» Available records:
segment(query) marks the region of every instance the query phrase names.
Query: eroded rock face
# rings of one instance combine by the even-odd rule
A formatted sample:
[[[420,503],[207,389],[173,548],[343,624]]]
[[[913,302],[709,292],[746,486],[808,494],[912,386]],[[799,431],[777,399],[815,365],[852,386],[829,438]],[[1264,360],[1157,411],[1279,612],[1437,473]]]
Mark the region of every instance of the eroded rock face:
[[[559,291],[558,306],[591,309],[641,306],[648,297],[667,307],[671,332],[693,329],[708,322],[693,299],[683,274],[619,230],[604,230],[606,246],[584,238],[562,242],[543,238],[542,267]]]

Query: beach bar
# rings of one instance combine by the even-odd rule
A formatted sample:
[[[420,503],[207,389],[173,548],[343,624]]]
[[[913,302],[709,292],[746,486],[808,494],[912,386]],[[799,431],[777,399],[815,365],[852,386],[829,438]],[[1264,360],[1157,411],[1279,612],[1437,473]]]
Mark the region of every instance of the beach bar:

» Do this: Number every line of the entries above in a single list, leaving out the blank lines.

» Reply to the task:
1. segment(query) marks the region of every instance the query phrase names.
2. Query: eroded rock face
3. # rings of one instance combine by the even-odd rule
4. A formatted sample:
5. [[[420,503],[207,389],[173,548],[343,624]]]
6. [[[913,302],[709,292],[746,486],[808,494],[912,386]],[[799,431],[777,399],[815,365],[852,386],[829,438]],[[1264,360],[1157,411],[1279,612],[1437,473]]]
7. Mark the region of every instance of the eroded rock face:
8. [[[559,291],[558,306],[591,309],[641,306],[648,297],[667,307],[671,332],[693,329],[708,322],[693,299],[683,274],[619,230],[604,230],[606,246],[584,238],[562,242],[543,238],[542,267]]]
9. Query: beach bar
10. # rings of one instance combine by the even-odd rule
11. A formatted sample:
12. [[[420,503],[207,389],[173,548],[343,624]]]
13. [[[913,302],[709,292],[746,486],[808,494],[912,386]],[[799,431],[777,399],[815,365],[852,386],[829,438]],[[1264,360],[1157,411],[1279,612],[1437,473]]]
14. Mark the region of every instance of the beach bar:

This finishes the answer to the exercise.